Exercise description => Reproduce the entries verbatim, from their beginning up to and including the line that contains "209 132 L 209", and omit the pictures from your answer.
## START Provided data
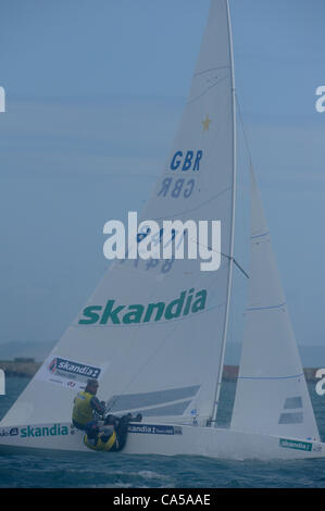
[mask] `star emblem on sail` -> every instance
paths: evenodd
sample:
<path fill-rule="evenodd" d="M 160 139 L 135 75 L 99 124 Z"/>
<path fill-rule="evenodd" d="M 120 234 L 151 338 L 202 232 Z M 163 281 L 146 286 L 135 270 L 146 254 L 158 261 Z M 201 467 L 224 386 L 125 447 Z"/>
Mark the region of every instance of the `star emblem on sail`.
<path fill-rule="evenodd" d="M 209 132 L 209 128 L 210 128 L 210 124 L 212 123 L 211 119 L 209 117 L 209 115 L 207 114 L 207 117 L 204 121 L 202 121 L 202 124 L 203 124 L 203 132 Z"/>

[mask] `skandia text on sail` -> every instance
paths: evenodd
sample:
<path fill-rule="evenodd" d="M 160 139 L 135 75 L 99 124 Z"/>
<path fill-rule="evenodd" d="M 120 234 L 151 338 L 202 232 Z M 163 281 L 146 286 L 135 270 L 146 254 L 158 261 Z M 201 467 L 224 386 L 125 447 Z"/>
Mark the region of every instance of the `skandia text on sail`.
<path fill-rule="evenodd" d="M 195 292 L 195 289 L 182 291 L 179 297 L 170 303 L 159 301 L 142 304 L 120 306 L 115 300 L 109 300 L 105 306 L 88 306 L 83 311 L 83 317 L 78 321 L 79 325 L 107 325 L 112 323 L 149 323 L 161 320 L 175 320 L 179 316 L 196 313 L 205 309 L 207 289 Z"/>

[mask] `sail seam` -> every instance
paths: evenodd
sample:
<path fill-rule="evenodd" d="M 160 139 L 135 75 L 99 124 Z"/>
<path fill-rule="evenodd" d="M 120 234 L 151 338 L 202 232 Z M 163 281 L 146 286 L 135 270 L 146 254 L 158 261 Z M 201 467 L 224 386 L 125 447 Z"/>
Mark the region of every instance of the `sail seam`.
<path fill-rule="evenodd" d="M 290 378 L 299 378 L 303 376 L 304 373 L 293 374 L 290 376 L 238 376 L 238 379 L 290 379 Z"/>
<path fill-rule="evenodd" d="M 267 234 L 270 234 L 270 233 L 267 232 L 267 233 L 263 233 L 263 234 L 258 234 L 257 236 L 251 236 L 251 239 L 262 238 L 263 236 L 267 236 Z"/>

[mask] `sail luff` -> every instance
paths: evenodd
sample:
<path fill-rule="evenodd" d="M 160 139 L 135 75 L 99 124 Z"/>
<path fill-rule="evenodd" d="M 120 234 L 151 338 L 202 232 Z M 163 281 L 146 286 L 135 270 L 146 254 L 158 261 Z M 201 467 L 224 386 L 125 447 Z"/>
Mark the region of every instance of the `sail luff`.
<path fill-rule="evenodd" d="M 230 220 L 230 254 L 229 254 L 229 273 L 228 273 L 228 287 L 227 287 L 227 301 L 226 301 L 226 313 L 224 334 L 222 341 L 222 353 L 218 363 L 216 387 L 213 400 L 212 417 L 213 422 L 216 421 L 218 398 L 221 392 L 221 384 L 223 376 L 223 365 L 226 351 L 227 332 L 229 322 L 229 310 L 232 299 L 232 283 L 233 283 L 233 270 L 234 270 L 234 249 L 235 249 L 235 217 L 236 217 L 236 177 L 237 177 L 237 144 L 236 144 L 236 88 L 235 88 L 235 65 L 234 65 L 234 49 L 233 49 L 233 30 L 230 21 L 229 1 L 226 0 L 227 7 L 227 24 L 228 24 L 228 48 L 229 48 L 229 61 L 230 61 L 230 79 L 232 79 L 232 110 L 233 110 L 233 208 L 232 208 L 232 220 Z"/>

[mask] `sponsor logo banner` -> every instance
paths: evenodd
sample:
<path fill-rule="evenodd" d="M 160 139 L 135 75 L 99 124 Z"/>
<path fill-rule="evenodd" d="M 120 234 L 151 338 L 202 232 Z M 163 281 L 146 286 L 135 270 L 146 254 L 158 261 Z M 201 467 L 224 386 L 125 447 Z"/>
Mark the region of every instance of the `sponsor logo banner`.
<path fill-rule="evenodd" d="M 74 428 L 61 424 L 47 424 L 39 426 L 21 427 L 21 438 L 37 438 L 45 436 L 66 436 L 74 435 Z"/>
<path fill-rule="evenodd" d="M 288 449 L 298 449 L 301 451 L 311 451 L 312 444 L 310 441 L 300 441 L 300 440 L 288 440 L 287 438 L 279 439 L 279 447 L 286 447 Z"/>
<path fill-rule="evenodd" d="M 18 427 L 5 427 L 0 431 L 0 436 L 16 436 L 20 434 Z"/>
<path fill-rule="evenodd" d="M 182 435 L 180 426 L 164 426 L 157 424 L 130 424 L 129 433 L 145 433 L 149 435 Z"/>
<path fill-rule="evenodd" d="M 105 366 L 88 365 L 85 362 L 50 356 L 36 377 L 37 379 L 62 385 L 74 390 L 84 390 L 87 379 L 99 379 Z"/>

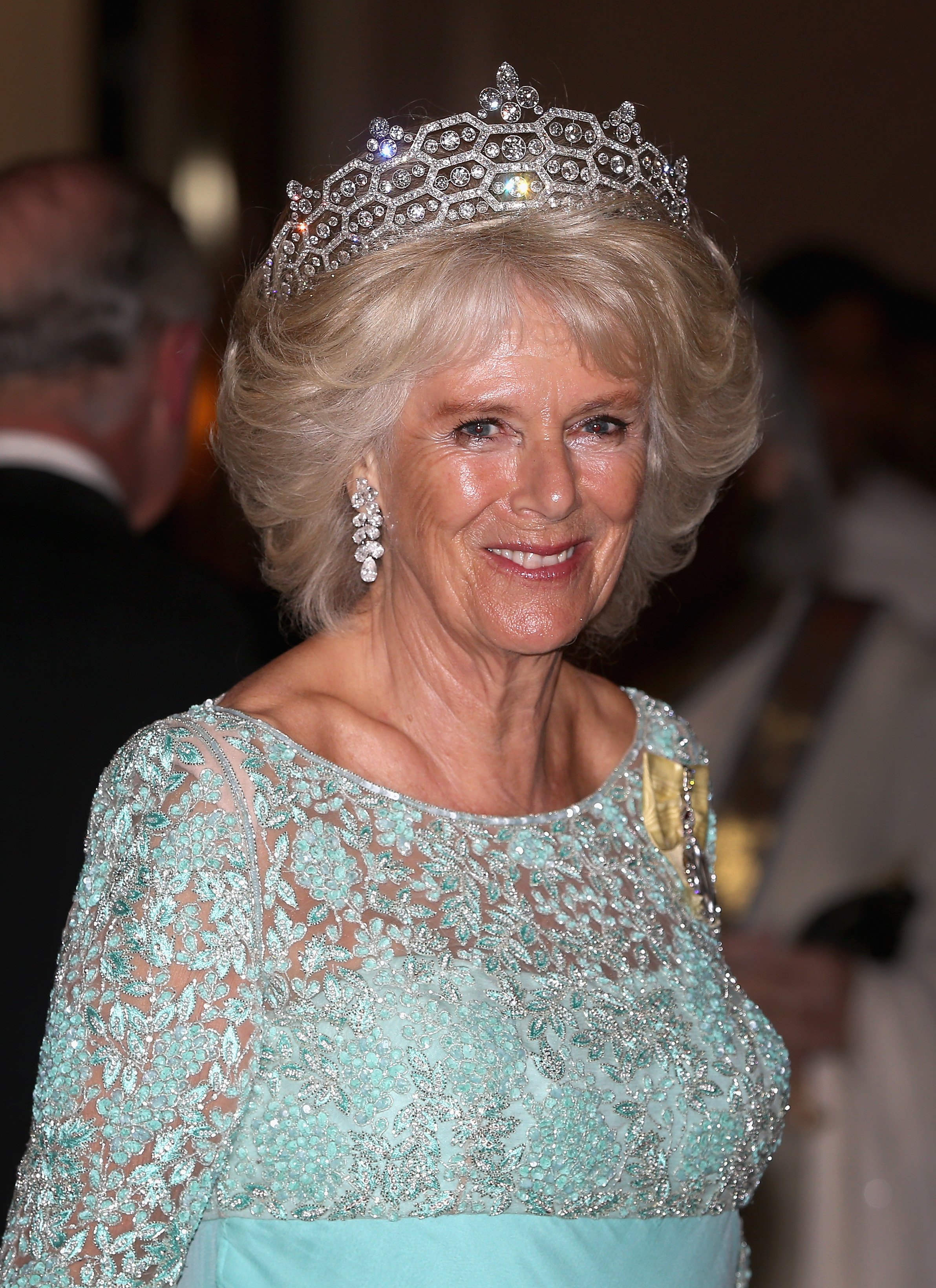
## END Provided data
Solved problem =>
[mask] `star emblem on sail` -> every instance
paths: evenodd
sample:
<path fill-rule="evenodd" d="M 160 139 L 135 75 L 99 124 Z"/>
<path fill-rule="evenodd" d="M 120 234 L 151 338 L 202 232 Z M 163 281 L 146 286 L 135 270 L 146 254 L 158 261 Z M 201 467 L 224 386 L 125 447 Z"/>
Mark the region of every instance of the `star emblem on sail`.
<path fill-rule="evenodd" d="M 209 132 L 209 128 L 210 128 L 210 124 L 212 123 L 211 119 L 209 117 L 209 115 L 207 114 L 207 117 L 204 121 L 202 121 L 202 124 L 203 124 L 203 132 Z"/>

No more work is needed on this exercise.